> _Exercise objective_
How many lines in the items below contain the word "yellow"? Reply with the number alone.

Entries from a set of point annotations
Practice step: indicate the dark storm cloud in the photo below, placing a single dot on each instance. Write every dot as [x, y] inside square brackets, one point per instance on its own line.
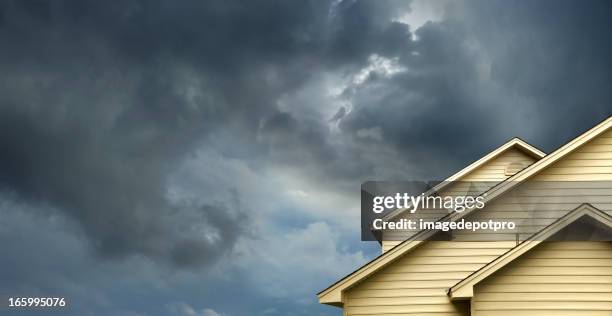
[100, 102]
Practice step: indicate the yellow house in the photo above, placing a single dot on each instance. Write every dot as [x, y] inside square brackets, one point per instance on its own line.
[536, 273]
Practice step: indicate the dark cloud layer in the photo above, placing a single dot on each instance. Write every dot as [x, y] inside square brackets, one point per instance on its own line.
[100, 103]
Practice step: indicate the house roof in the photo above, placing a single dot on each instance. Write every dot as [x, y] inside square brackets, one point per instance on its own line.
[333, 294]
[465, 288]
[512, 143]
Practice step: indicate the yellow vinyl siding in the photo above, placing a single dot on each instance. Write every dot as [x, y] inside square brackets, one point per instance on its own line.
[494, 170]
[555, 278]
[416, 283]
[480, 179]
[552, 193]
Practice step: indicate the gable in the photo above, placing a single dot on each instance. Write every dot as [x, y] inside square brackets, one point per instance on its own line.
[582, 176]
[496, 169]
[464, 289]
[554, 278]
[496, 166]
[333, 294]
* * *
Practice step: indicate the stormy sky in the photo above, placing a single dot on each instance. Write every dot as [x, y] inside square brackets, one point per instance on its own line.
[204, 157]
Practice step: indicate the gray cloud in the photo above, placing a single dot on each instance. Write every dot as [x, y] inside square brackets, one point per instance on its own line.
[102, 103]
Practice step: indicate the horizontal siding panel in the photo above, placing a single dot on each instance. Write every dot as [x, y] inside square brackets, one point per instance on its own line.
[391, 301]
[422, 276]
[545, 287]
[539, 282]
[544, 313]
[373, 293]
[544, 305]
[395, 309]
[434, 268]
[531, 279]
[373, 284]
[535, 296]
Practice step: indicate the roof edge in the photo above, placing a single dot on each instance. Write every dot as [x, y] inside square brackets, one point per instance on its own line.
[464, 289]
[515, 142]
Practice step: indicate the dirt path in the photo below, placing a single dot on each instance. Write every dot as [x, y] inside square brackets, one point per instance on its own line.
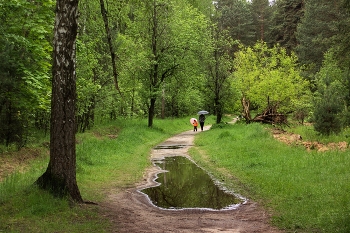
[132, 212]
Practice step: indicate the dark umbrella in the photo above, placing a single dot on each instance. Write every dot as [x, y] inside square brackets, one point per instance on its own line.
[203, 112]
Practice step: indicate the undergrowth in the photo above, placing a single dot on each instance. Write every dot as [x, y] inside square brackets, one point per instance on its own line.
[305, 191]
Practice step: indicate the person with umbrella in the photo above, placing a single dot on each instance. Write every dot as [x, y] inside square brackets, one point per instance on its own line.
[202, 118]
...
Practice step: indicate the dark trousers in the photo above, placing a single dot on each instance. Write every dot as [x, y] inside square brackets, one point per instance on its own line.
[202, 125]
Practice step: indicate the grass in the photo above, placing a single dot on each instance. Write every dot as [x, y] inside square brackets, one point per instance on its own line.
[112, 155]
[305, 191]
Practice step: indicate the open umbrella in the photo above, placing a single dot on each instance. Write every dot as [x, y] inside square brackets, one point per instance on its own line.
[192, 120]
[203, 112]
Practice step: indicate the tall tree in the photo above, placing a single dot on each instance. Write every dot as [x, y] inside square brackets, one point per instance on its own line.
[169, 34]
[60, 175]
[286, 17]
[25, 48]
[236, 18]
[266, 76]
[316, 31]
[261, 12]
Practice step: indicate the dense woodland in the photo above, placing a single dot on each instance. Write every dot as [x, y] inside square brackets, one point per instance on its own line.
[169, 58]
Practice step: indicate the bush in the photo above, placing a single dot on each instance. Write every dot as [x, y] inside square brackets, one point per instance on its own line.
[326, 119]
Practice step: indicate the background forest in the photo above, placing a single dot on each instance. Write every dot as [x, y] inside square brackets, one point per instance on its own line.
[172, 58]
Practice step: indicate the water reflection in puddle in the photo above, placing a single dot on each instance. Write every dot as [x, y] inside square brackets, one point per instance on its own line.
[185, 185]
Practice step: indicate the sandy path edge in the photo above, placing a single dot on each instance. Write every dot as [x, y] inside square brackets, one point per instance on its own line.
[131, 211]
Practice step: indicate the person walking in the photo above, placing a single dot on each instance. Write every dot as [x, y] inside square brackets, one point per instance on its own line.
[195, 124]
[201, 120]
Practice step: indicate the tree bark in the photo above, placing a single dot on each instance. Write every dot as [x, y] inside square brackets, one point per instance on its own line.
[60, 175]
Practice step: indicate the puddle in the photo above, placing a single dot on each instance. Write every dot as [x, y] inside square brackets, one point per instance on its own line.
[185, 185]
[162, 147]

> _Complete response_
2